• [TASK OBJECTIVE]: Transcribe, word for word, the line containing "[spot] the human" and each line following it through the end of the listing below. Omit all other lines.

• [Rows from a dataset]:

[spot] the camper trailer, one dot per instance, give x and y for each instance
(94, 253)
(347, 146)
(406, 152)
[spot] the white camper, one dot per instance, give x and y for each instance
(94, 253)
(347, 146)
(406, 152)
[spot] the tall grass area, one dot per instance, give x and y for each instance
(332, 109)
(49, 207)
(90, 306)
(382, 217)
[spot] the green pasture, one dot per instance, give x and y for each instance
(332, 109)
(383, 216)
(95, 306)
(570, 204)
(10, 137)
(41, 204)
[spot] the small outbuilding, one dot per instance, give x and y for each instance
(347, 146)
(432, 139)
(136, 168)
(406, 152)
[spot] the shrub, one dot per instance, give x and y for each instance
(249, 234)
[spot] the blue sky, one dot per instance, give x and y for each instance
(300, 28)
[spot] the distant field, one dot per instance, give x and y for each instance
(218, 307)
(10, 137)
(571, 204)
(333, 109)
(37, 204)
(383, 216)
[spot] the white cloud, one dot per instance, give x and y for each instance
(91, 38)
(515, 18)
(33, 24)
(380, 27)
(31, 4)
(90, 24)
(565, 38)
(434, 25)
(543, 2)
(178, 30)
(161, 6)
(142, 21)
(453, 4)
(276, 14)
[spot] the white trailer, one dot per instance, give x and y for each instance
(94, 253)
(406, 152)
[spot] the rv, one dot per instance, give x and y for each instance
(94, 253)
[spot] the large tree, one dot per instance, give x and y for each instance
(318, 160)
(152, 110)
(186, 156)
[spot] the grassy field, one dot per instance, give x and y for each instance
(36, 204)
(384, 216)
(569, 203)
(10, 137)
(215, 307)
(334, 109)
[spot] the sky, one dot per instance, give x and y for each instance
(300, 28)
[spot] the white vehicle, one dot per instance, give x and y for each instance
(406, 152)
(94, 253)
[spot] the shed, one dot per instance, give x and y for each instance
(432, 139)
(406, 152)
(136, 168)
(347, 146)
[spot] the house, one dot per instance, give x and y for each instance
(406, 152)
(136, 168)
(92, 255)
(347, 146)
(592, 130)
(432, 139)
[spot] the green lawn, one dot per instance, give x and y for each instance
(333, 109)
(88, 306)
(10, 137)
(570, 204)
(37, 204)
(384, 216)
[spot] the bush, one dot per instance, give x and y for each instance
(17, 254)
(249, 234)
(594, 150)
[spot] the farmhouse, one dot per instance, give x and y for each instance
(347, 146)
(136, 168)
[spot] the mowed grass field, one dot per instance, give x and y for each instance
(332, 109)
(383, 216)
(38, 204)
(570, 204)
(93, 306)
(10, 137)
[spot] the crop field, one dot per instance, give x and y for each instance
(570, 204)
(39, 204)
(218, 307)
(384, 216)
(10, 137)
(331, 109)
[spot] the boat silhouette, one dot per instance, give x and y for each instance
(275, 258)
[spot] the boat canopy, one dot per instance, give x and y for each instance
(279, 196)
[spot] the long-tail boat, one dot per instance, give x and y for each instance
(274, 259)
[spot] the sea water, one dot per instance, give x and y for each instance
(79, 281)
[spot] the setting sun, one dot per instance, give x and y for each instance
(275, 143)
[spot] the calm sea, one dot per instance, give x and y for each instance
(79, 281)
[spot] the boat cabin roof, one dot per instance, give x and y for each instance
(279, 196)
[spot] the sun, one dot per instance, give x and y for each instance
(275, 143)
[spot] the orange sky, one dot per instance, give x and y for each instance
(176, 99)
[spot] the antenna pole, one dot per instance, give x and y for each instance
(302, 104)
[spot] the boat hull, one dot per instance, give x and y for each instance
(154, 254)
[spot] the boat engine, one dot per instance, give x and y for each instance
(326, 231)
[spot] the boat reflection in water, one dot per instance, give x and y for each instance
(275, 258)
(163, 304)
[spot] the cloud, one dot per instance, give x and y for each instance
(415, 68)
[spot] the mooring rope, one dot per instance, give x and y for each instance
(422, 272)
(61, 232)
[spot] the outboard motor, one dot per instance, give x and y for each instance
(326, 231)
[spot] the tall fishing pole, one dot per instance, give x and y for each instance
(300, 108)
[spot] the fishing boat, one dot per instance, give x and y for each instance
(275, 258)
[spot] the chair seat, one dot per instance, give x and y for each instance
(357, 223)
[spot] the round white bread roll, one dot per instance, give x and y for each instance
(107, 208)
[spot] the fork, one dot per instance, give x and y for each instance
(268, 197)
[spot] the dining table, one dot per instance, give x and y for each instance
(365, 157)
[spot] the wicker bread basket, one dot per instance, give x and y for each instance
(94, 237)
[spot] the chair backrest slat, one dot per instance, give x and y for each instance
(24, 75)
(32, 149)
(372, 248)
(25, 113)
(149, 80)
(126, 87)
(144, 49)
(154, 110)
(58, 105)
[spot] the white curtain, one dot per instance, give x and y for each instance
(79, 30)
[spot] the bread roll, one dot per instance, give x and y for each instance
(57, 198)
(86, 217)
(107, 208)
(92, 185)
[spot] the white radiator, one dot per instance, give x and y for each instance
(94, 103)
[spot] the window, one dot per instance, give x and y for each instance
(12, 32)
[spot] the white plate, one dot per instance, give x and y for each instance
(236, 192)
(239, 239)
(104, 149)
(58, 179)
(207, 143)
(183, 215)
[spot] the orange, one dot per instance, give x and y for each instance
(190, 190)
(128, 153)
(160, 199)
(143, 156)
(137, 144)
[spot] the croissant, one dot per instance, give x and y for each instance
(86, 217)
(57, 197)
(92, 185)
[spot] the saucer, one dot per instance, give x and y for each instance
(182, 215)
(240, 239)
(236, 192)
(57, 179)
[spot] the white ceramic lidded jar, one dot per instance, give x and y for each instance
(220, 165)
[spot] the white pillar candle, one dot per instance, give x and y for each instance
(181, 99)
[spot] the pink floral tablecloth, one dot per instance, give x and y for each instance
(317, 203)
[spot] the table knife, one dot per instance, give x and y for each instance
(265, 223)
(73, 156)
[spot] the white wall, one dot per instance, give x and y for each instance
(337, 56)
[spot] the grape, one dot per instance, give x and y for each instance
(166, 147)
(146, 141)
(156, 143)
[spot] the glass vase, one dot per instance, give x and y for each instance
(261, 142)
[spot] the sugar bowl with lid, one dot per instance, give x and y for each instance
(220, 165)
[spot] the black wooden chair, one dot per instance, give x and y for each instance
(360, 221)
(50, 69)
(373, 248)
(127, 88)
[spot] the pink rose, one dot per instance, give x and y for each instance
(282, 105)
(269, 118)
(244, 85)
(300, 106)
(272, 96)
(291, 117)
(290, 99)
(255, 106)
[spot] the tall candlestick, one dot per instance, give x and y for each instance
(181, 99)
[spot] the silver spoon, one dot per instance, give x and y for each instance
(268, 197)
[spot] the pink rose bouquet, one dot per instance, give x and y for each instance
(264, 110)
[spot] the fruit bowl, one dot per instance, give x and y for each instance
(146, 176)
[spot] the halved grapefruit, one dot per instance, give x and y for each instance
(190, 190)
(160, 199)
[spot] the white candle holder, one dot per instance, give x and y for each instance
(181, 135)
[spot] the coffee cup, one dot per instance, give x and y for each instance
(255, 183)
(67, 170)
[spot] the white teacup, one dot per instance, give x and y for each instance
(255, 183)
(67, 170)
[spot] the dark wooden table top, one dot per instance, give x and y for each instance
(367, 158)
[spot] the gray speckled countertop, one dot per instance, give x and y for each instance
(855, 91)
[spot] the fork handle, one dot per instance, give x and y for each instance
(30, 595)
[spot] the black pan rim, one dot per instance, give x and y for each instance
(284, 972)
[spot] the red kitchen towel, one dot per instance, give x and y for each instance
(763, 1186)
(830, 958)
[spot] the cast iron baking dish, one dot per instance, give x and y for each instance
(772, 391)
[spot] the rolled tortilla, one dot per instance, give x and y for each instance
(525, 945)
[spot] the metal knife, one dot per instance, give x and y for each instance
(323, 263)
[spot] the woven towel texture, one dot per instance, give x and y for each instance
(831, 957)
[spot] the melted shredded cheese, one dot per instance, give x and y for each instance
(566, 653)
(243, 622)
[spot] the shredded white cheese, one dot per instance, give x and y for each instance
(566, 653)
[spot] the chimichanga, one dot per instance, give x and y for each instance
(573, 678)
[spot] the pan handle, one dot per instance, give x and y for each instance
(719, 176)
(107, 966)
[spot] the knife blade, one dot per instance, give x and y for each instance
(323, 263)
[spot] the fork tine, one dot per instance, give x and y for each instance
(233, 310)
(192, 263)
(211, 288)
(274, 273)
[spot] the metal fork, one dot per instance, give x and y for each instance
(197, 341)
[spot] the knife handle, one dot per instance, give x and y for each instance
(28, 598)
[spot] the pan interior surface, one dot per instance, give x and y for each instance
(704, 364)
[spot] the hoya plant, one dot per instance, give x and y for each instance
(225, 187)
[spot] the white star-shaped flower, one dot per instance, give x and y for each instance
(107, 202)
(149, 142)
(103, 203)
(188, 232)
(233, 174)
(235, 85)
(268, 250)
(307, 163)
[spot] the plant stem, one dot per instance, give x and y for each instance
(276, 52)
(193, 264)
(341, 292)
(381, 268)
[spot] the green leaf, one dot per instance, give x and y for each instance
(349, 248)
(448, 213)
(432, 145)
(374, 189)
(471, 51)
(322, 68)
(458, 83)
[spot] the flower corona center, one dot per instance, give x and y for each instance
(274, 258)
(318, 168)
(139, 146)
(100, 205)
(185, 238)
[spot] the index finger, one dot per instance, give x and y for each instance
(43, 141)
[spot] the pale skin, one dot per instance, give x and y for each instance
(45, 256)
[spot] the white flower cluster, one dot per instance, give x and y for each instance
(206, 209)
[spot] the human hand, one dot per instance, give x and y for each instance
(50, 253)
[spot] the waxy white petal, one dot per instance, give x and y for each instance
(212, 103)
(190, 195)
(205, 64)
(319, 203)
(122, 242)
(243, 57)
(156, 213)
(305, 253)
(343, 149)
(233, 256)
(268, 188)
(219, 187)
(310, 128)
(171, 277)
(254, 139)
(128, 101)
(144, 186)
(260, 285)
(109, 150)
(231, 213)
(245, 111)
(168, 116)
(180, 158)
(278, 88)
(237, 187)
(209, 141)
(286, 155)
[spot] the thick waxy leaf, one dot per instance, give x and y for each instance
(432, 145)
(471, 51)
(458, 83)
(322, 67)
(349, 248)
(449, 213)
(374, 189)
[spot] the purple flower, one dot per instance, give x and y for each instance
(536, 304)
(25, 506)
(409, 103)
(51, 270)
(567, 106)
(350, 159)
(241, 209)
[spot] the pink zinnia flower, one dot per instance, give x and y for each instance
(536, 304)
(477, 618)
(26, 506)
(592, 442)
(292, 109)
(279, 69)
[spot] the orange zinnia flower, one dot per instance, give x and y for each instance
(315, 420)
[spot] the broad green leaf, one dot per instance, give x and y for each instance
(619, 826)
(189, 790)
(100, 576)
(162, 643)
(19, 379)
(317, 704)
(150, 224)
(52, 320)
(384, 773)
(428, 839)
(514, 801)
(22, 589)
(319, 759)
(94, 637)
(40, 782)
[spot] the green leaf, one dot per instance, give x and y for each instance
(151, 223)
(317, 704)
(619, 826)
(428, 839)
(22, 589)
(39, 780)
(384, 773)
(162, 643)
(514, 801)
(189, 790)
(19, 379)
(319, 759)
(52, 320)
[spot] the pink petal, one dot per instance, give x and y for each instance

• [RESULT BELOW]:
[spot] the human hand, one dot per instance, give x and y for each instance
(50, 253)
[spot] the waxy white petal, one dot per instance, give x and y for each instance
(212, 103)
(190, 195)
(205, 64)
(319, 203)
(122, 242)
(243, 57)
(156, 213)
(305, 253)
(343, 149)
(233, 256)
(268, 188)
(219, 187)
(310, 128)
(171, 277)
(254, 139)
(128, 101)
(144, 186)
(260, 285)
(109, 150)
(231, 213)
(245, 111)
(168, 116)
(180, 158)
(278, 88)
(237, 187)
(209, 141)
(286, 155)
[spot] the thick waxy leaf, one dot per instance, give x and y for each instance
(432, 145)
(471, 51)
(458, 83)
(322, 67)
(349, 248)
(449, 213)
(374, 189)
[spot] the purple flower, one dot per instance, give x and y for each instance
(536, 304)
(25, 506)
(409, 103)
(51, 270)
(567, 106)
(350, 159)
(241, 209)
[spot] the pink zinnia flower, one dot per instance, give x and y for each instance
(536, 304)
(477, 618)
(26, 506)
(592, 442)
(292, 109)
(279, 69)
[spot] the orange zinnia flower, one dot per instance, give x and y for each instance
(315, 420)
[spot] the broad green leaf, one dot per instance, give x and y for each instance
(619, 826)
(189, 790)
(100, 576)
(162, 643)
(19, 379)
(317, 704)
(150, 224)
(52, 320)
(384, 773)
(428, 839)
(514, 801)
(22, 589)
(319, 759)
(94, 637)
(40, 782)
[spot] the green leaf, one dot per instance, give x and y for each instance
(151, 223)
(317, 704)
(619, 826)
(428, 839)
(22, 589)
(39, 780)
(384, 773)
(162, 643)
(514, 801)
(189, 790)
(19, 379)
(319, 759)
(52, 320)
[spot] the pink petal, one dot per instance, give x and y for each instance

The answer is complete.